Continue the text below about the SPACE workshop award recipients, picking up after its last sentence.

[STUDY TEXT]

Several undergraduate instructors who attended the 2004 or 2005 SPACE workshops were awarded funds to continue their efforts in integrating spatial analysis into their course curriculums. These pages showcase their achievements. See the full recipient list.

Dr. Claude Barnes and Laurie Garo

Affiliations: Department of Political Science and Criminal Justice, North Carolina A&T State University; Department of Geography and Earth Sciences, University of North Carolina at Charlotte
Workshop Attended: Spatial Analysis for the Undergraduate Social Science Curriculum, UCSB
Accomplishment:Dr. Claude Barnes and Laurie Garo created new GIS for Social Science courses at Historically Black Colleges and Universities (HBCUs) in North Carolina. The courses incorporated GIS technology, and spatial analytical thinking, and used teaching materials conceived while participating in the SPACE workshop.

Notable Achievements in Their Own Words

Discussions on difficulties of introducing GIS, both technologically (hardware/software installation and maintenance) and in teaching it without losing sight of its analytical capabilities, were insightful...
Dr. Claude Barnes and
Laurie Garo

About the course:
GIS in Criminology for Social Sciences at Johnson C. Smith University was designed by Laurie Garo for purposes of teaching criminology students how to spatially analyze crime and related data (demographic, socio-economic, education, locations of sites where crimes take place, etc.). It was taught for the first time in 2005, and the syllabus and all materials were created specifically for the course. The students had no experience with GIS so the labs were created to teach basic GIS skills as well as spatial analysis for criminology. Course content included the lab exercises that were initially conceived of at the SPACE workshop, whereby students would map drug arrests by four different methods (point locations, hot spots, total arrests per neighborhood, and the drug arrest rate per neighborhood) and compare the information content and limitations in each method. Students also collected crime data with GPS, created and queried crime databases, learned map design, and prepared bi-variate map overlays to show potential correlations between locations of crime and socio-economic conditions e.g., child neglect and the high school dropout rate. In addition to the GIS exercises, students carried out a final project in which they analyzed spatial patterns for selected crimes in three neighborhoods and were asked to discuss the potential factors contributing to those crime patterns based on evidence mapped with GIS. In all exercises, students are asked to discuss the spatial patterns they saw, and to think about the limitations of the analysis methods being used and what additional data and/or techniques might be needed.

[/STUDY TEXT]
[DATA RECORDS]

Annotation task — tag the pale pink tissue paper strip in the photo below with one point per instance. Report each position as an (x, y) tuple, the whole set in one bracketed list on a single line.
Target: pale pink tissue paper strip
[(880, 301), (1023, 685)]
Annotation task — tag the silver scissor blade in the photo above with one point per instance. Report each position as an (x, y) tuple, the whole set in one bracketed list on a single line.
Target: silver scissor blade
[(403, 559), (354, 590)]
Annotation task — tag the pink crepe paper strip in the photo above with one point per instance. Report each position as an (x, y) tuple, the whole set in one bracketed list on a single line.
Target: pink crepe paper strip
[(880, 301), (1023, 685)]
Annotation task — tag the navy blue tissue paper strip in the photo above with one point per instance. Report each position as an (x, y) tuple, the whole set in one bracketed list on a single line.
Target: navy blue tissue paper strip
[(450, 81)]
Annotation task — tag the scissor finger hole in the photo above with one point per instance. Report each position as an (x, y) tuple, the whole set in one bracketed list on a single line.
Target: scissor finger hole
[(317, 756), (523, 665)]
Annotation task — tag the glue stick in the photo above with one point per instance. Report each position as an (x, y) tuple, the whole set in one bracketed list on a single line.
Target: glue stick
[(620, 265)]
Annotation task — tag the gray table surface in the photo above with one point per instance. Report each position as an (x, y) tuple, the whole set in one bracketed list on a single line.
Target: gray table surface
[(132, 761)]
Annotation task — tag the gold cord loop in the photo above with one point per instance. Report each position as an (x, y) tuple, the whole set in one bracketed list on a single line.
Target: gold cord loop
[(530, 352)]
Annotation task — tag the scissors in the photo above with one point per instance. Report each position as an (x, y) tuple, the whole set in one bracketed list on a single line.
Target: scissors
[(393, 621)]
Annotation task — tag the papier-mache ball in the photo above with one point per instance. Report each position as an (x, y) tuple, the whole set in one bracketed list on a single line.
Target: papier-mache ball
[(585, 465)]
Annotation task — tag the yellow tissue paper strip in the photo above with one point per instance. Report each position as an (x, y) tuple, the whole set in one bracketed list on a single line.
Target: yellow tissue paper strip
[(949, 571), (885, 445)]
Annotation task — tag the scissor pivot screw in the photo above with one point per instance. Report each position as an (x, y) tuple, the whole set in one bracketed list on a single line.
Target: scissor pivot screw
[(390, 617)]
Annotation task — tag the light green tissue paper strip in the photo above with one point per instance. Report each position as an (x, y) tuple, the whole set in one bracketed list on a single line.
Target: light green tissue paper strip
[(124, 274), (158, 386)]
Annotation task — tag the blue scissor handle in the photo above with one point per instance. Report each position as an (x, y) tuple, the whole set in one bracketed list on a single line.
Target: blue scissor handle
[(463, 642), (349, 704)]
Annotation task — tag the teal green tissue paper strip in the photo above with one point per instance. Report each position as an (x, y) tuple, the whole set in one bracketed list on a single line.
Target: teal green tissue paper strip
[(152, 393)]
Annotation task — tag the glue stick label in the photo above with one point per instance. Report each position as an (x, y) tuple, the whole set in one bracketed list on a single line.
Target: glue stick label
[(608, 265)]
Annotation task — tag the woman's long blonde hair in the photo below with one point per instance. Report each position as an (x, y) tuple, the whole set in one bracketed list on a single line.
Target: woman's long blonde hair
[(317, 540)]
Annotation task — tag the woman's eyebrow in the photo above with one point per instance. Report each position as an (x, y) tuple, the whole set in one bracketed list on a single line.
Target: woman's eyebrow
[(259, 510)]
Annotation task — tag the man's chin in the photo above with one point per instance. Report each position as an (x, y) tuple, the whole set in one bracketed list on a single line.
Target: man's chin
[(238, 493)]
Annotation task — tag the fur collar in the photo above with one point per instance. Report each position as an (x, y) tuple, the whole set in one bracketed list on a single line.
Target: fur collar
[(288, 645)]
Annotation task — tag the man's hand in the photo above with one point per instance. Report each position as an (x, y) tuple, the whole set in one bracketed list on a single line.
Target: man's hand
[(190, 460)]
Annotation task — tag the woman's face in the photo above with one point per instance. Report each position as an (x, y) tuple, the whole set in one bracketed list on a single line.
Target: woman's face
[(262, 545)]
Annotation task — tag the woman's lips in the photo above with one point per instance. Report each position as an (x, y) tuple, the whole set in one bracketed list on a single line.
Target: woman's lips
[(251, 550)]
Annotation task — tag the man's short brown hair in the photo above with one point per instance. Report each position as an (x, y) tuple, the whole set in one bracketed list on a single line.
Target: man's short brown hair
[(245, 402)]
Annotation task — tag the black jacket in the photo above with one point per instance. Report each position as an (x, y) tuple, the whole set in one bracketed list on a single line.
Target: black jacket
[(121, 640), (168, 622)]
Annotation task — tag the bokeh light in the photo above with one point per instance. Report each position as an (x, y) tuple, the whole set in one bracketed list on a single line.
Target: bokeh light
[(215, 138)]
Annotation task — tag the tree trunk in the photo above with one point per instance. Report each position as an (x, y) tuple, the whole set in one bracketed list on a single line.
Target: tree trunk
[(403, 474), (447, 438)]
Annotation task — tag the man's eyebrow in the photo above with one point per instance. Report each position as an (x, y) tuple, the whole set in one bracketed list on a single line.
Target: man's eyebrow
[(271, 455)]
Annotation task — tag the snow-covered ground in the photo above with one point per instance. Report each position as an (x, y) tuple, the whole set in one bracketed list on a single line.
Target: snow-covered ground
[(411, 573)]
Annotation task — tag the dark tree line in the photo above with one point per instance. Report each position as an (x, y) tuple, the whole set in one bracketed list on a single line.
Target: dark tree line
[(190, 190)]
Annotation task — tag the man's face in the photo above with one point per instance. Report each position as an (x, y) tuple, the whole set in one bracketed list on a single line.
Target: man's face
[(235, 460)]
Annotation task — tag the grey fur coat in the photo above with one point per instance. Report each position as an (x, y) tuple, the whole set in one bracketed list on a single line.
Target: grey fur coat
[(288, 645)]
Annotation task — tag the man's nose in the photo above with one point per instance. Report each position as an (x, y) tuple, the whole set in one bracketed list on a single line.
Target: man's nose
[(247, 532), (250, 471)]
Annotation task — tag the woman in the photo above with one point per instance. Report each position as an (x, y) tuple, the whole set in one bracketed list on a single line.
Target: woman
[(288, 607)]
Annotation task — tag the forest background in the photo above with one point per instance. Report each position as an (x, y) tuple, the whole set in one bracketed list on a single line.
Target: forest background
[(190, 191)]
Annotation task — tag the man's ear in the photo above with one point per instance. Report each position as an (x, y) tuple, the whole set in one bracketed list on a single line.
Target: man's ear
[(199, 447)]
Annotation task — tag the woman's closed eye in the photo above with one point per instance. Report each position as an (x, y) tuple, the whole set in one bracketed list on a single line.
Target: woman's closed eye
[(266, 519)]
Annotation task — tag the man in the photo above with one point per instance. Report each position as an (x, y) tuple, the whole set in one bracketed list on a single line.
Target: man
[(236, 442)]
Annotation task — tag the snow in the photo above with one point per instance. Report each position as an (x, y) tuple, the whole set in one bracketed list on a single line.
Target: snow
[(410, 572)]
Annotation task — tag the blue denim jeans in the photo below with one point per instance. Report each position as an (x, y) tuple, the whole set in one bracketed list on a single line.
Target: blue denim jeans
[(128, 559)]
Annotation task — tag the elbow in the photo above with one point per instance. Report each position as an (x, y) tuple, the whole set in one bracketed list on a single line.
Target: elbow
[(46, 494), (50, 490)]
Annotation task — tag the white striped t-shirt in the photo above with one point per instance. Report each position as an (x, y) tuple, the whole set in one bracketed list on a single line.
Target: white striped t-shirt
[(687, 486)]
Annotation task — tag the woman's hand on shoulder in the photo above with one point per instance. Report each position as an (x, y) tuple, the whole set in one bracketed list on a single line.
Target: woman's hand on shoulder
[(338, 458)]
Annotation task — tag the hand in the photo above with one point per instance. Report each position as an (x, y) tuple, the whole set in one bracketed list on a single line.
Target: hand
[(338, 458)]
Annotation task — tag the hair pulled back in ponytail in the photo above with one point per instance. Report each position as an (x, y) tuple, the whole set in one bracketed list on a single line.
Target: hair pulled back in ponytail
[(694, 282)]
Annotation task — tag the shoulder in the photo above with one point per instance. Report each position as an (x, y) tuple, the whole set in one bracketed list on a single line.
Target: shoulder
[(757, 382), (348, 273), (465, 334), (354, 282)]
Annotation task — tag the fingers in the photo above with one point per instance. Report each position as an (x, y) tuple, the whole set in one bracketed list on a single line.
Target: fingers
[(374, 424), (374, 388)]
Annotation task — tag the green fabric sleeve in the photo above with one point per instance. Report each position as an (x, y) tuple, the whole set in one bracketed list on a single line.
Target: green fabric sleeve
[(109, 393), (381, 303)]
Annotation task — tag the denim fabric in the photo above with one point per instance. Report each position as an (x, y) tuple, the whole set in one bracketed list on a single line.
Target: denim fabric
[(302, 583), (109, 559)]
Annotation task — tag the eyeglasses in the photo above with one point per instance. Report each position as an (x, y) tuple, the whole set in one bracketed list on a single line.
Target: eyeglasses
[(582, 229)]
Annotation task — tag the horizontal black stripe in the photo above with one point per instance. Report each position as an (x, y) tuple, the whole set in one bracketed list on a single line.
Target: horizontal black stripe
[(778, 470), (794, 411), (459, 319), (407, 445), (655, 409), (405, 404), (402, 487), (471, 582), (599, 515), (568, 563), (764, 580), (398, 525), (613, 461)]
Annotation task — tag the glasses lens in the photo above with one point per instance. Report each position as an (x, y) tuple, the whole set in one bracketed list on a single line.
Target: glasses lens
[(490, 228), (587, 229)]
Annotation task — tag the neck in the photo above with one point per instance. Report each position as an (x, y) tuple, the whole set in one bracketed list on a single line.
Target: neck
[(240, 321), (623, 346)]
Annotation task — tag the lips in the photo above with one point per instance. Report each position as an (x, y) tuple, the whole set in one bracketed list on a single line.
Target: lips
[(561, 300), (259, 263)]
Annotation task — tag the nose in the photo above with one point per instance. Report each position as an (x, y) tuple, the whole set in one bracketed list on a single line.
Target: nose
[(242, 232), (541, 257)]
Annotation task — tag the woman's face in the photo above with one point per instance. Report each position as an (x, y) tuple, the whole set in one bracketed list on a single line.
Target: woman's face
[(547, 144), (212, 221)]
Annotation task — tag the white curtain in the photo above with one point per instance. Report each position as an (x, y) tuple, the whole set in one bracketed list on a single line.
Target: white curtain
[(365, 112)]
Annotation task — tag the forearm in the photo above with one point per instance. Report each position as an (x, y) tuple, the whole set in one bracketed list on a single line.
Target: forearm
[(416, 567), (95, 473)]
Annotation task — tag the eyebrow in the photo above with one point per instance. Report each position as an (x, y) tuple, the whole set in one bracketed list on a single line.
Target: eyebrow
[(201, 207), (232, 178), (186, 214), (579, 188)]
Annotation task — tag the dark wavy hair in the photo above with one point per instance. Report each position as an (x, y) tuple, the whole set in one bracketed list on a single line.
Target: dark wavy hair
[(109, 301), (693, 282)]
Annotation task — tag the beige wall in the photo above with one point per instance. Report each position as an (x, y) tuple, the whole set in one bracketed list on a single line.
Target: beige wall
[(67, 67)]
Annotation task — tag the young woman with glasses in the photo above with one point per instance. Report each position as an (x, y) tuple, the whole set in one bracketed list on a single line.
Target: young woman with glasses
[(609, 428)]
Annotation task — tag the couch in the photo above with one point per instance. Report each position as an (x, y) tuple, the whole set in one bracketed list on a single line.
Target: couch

[/DATA RECORDS]

ANSWER TO THE EXERCISE =
A similar course design approach was used for the course GIS for Social Sciences by Claude Barnes (Dept of Political Science and Criminal Justice) at North Carolina A&T State University.

Course Materials

Course descriptions follow:

  • GIS for Social Sciences at North Carolina A & T University, taught by Dr. Claude Barnes
  • Student Project: GIS in Criminology for Social Sciences Criminology majors at Johnson C. Smith University, taught by Laurie Garo

Future Participation

Dr. Barnes and Laurie Garo will present a paper based on their experiences in developing and teaching these courses at the Thirteenth National HBCU Faculty Development Symposium, October 19-21, 2006 in Houston, Texas.